● Task requirements:
1. Return the passage from the commentary on the Berkeley clash from "According to most" up to and including "were chased away.", word for word.
2. In one to three sentences, explain why the commentary on the Berkeley clash calls the label "alt-left" apt.

● Document section:
According to most accounts of the event, only a small knot of conservatives showed up at Berkeley. They were peaceful and easily outnumbered by the vast crowd of left-wingers who turned out to counter them. Then a posse of black-masked antifa militants stormed in and began assaulting people seemingly at random. One man was punched and whacked repeatedly with a pole. He was beaten relentlessly until a journalist managed to shelter him from his assailants. Later interviewed by Slate, the reporter who intervened, Al Letson, said he was worried the victim was going to be killed. Other journalists were attacked too, cameras were tossed around, and police were chased away.

RARE POV: Yes, left-wing violence matters, and Donald Trump was right to condemn the attacks on “many sides”

Here was the most high-def demonstration yet that the alt-left exists and is mobilized. The rioters in San Francisco weren’t giving as good as they got — even the Washington Post ran with the headline “Black-clad antifa members attack peaceful right-wing demonstrators in Berkeley” — they were driven to pugilism by their hatred of Trump supporters, the media and anyone else who makes for a suitable target in their Days of Rage fantasy. Such enmity is less native to the United States than that of the alt-right, which taps into our painful history of racism, but in action it is just as violent — tactically, at least, the two sides are ogreish mirror images of each other. It is also not representative of most leftists, as the peaceful majority in Berkeley demonstrated.

That’s why the appellation “alt-left” is so apt: it demeans the extremists as the counterparts of those they despise, and it distinguishes them from the bulk of liberals who protest peaceably. You’d think the left would be scrambling to adopt the label. Instead, their response has been mulish: “There’s still no such thing as the alt-left! People who fight Nazis aren’t the same as Nazis!” On Monday, Todd Gitlin, author of “The Sixties: Years of Hope, Days of Rage,” a very good book about the 1960s, published a very bad op-ed in the New York Times that contended: “In truth, there is no symmetry between either ‘alt-right’ and either ‘antifa’ or ‘alt-left.'” Why? “Antifa is the backlash to the backlash, a defensive response to the growing presence of right-wing extremism.”

● Provided records:
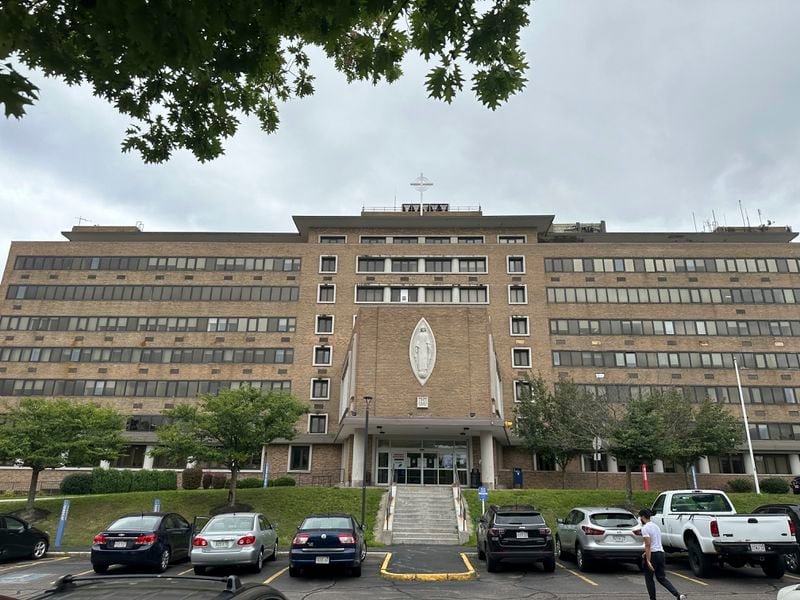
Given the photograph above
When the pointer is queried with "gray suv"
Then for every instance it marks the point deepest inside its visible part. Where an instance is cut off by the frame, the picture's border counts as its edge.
(594, 533)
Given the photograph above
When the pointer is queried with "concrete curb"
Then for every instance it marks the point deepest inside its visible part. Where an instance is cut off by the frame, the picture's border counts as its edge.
(467, 575)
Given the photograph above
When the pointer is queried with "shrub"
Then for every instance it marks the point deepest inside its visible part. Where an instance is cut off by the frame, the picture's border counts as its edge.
(191, 478)
(774, 485)
(284, 481)
(249, 482)
(740, 485)
(76, 484)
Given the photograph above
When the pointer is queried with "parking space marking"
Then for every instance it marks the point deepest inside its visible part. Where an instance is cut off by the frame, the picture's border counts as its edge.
(272, 578)
(578, 575)
(687, 578)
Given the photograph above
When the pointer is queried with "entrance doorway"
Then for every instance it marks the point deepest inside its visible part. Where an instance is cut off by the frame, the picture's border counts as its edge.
(425, 463)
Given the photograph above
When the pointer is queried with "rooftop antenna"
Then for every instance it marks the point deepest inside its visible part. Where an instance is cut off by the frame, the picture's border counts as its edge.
(421, 184)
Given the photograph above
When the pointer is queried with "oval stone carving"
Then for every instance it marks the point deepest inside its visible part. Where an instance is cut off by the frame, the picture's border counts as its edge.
(422, 351)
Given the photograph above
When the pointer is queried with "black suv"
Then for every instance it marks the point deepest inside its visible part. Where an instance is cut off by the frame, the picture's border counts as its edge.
(515, 534)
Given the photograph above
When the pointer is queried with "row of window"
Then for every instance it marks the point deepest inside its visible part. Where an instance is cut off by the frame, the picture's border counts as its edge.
(433, 295)
(672, 265)
(696, 393)
(151, 355)
(181, 324)
(672, 327)
(156, 263)
(599, 295)
(175, 293)
(677, 360)
(128, 388)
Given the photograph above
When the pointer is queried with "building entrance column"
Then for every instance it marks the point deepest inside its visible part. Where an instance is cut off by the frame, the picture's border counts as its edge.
(487, 459)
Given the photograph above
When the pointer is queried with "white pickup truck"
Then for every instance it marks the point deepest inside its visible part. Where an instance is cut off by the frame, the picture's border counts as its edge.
(705, 524)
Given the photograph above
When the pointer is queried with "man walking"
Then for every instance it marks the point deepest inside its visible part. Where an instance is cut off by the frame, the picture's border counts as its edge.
(654, 561)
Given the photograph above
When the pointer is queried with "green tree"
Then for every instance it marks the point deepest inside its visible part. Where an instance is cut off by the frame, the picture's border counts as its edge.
(47, 434)
(560, 425)
(230, 427)
(186, 70)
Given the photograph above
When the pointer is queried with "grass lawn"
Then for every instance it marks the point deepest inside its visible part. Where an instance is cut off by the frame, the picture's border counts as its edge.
(557, 503)
(285, 507)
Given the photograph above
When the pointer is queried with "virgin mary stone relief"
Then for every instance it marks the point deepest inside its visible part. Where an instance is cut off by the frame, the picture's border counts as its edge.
(422, 351)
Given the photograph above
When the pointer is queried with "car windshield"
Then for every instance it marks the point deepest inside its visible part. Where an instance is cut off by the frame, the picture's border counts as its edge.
(140, 523)
(519, 519)
(699, 502)
(229, 524)
(616, 519)
(326, 523)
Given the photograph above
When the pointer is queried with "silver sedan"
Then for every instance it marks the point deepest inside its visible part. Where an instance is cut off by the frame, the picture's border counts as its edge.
(234, 539)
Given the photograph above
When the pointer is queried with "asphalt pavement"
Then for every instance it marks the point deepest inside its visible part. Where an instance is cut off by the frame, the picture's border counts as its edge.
(618, 581)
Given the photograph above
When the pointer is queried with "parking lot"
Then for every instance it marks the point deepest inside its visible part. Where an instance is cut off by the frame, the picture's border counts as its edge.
(23, 579)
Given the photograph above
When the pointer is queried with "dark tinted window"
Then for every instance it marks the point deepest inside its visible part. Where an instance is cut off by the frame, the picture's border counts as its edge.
(519, 519)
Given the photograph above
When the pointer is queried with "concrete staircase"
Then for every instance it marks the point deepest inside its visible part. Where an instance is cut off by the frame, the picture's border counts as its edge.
(424, 515)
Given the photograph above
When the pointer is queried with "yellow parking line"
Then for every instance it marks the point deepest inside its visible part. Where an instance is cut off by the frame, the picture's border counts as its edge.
(578, 575)
(697, 581)
(272, 578)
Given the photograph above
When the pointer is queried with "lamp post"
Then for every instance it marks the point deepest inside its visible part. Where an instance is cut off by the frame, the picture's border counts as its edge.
(746, 426)
(367, 400)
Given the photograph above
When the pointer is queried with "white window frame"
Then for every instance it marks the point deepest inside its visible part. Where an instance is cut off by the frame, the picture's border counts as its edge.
(524, 286)
(314, 356)
(335, 257)
(530, 357)
(311, 388)
(508, 265)
(319, 289)
(527, 325)
(308, 425)
(322, 235)
(289, 459)
(316, 325)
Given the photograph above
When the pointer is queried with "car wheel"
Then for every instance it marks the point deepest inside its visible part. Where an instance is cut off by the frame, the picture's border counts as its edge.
(580, 559)
(39, 550)
(163, 563)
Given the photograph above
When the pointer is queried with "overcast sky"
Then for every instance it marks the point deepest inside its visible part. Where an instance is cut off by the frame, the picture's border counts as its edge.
(635, 112)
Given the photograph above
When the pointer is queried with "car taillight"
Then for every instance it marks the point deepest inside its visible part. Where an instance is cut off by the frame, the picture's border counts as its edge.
(150, 538)
(300, 539)
(714, 526)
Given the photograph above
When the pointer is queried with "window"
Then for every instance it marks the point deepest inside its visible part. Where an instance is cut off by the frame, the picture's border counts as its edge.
(327, 264)
(511, 239)
(317, 423)
(320, 389)
(515, 264)
(519, 326)
(326, 292)
(324, 324)
(517, 294)
(322, 356)
(521, 358)
(299, 458)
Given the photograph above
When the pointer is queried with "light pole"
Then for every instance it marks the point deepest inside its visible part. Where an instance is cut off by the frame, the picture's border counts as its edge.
(367, 400)
(746, 426)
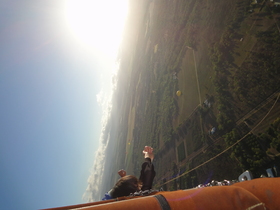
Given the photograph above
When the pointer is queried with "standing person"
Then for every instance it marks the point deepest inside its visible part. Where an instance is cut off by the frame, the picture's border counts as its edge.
(130, 184)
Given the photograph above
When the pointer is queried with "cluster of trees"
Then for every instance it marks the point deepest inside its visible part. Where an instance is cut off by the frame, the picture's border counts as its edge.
(259, 76)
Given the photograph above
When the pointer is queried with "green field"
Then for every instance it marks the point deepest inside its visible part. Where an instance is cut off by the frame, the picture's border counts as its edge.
(223, 53)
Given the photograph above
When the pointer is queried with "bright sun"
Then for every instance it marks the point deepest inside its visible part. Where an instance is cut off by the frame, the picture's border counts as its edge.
(97, 24)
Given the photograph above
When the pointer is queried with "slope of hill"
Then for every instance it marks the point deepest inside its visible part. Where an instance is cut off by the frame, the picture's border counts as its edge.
(224, 58)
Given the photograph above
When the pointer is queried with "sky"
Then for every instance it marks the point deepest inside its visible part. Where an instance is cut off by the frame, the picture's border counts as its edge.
(57, 59)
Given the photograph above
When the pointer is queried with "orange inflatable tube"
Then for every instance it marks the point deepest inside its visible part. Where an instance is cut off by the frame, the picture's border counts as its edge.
(257, 194)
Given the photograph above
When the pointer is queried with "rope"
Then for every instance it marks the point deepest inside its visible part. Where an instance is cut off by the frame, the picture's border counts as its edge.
(226, 148)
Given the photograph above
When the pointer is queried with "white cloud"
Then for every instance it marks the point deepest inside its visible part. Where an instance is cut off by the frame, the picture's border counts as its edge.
(95, 188)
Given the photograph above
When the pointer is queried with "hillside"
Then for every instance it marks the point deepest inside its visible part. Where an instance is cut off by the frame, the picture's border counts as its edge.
(224, 58)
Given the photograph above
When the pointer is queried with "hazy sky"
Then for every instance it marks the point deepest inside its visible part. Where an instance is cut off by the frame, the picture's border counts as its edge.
(56, 62)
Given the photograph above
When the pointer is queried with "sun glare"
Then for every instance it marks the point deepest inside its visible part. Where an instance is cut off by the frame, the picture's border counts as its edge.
(97, 24)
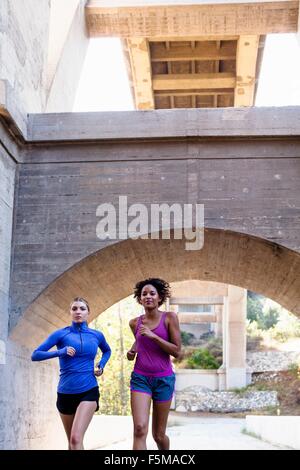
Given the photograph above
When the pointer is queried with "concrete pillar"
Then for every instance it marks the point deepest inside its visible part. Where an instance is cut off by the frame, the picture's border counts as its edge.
(68, 44)
(219, 326)
(235, 339)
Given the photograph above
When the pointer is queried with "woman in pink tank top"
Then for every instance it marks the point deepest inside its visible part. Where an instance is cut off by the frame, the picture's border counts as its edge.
(157, 337)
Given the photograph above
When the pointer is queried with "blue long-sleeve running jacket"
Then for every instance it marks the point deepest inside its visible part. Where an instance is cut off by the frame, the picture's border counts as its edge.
(76, 372)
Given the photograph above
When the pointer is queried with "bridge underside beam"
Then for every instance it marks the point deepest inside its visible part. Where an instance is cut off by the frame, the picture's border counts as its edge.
(192, 20)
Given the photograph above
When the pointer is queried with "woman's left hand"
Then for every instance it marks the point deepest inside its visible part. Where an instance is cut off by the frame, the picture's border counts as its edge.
(98, 372)
(145, 331)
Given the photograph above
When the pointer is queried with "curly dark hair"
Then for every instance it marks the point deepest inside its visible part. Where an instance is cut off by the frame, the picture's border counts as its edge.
(162, 287)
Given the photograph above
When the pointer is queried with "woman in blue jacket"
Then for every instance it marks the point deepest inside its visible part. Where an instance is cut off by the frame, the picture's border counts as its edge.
(78, 392)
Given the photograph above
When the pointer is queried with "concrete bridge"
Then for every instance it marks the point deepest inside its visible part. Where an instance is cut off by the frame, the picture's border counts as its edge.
(242, 164)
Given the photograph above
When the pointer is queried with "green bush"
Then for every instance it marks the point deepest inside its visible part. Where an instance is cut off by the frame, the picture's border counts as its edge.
(202, 359)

● Exercise responses:
1.
According to most accounts of the event, only a small knot of conservatives showed up at Berkeley. They were peaceful and easily outnumbered by the vast crowd of left-wingers who turned out to counter them. Then a posse of black-masked antifa militants stormed in and began assaulting people seemingly at random. One man was punched and whacked repeatedly with a pole. He was beaten relentlessly until a journalist managed to shelter him from his assailants. Later interviewed by Slate, the reporter who intervened, Al Letson, said he was worried the victim was going to be killed. Other journalists were attacked too, cameras were tossed around, and police were chased away.

2. The commentary calls the label apt because it demeans the extremists by casting them as counterparts of the people they despise. It also separates them from the majority of liberals, who protest peacefully.